| Records supplied |

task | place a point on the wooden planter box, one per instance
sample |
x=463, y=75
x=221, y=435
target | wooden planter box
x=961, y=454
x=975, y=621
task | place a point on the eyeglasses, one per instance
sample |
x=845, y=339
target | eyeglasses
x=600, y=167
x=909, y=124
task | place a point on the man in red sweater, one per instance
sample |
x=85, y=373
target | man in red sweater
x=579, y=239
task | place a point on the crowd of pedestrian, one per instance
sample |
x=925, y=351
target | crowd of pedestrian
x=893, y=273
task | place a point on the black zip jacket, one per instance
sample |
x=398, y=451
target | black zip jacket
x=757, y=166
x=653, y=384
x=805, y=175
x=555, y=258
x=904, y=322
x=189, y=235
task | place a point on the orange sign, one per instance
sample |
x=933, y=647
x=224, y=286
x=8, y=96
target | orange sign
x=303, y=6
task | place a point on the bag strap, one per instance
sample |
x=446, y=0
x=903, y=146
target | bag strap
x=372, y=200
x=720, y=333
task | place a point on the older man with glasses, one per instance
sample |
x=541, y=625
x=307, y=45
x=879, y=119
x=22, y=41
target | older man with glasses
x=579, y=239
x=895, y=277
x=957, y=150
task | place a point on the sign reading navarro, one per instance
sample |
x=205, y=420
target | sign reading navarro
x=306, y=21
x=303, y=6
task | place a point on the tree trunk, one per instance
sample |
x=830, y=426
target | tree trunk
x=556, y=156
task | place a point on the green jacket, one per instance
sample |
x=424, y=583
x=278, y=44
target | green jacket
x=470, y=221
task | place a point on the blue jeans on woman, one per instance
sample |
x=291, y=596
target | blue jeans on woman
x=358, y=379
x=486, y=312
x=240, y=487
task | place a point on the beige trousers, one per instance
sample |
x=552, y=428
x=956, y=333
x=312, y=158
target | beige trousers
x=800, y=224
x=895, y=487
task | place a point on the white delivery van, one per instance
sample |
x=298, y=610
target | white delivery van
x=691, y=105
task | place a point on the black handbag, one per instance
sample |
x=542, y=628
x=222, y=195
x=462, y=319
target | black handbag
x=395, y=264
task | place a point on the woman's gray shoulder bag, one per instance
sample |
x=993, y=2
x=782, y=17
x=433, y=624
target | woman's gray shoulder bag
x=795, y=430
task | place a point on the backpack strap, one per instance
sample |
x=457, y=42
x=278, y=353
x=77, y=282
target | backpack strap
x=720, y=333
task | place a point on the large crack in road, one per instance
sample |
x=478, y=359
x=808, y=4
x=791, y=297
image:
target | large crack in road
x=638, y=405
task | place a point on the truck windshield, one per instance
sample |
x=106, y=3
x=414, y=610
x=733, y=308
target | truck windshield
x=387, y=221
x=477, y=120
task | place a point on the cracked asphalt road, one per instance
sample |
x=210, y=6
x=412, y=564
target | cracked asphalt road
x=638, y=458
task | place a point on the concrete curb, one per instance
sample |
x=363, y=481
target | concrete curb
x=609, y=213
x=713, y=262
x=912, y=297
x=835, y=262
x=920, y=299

| Task requirements |
All that belongs in the answer is an exact copy of the lines from the start of the records above through the line with "x=307, y=45".

| Response to this task |
task | place a point on the wooden planter box, one per instance
sample |
x=463, y=75
x=221, y=435
target | wooden planter box
x=961, y=454
x=975, y=621
task | place a point on the eyeglasses, one per instance
sample |
x=845, y=339
target | eyeglasses
x=600, y=167
x=909, y=124
task | place a point on the man in red sweater, one per instance
sample |
x=85, y=373
target | man in red sweater
x=579, y=239
task | place a point on the crowd of pedestrian, one per instance
sample |
x=925, y=351
target | crowd of pedestrian
x=893, y=273
task | place a point on the black zip jacket, one per instance
sample |
x=398, y=451
target | black zip jacket
x=757, y=166
x=653, y=384
x=805, y=175
x=555, y=258
x=904, y=322
x=189, y=235
task | place a point on the orange sign, one per instance
sample |
x=933, y=647
x=224, y=286
x=8, y=96
target | orange sign
x=303, y=6
task | place a point on the bag strap, one per instance
sample |
x=446, y=0
x=903, y=146
target | bag strap
x=372, y=200
x=720, y=333
task | place a point on the older man with glasses, one per instance
sample |
x=541, y=625
x=307, y=45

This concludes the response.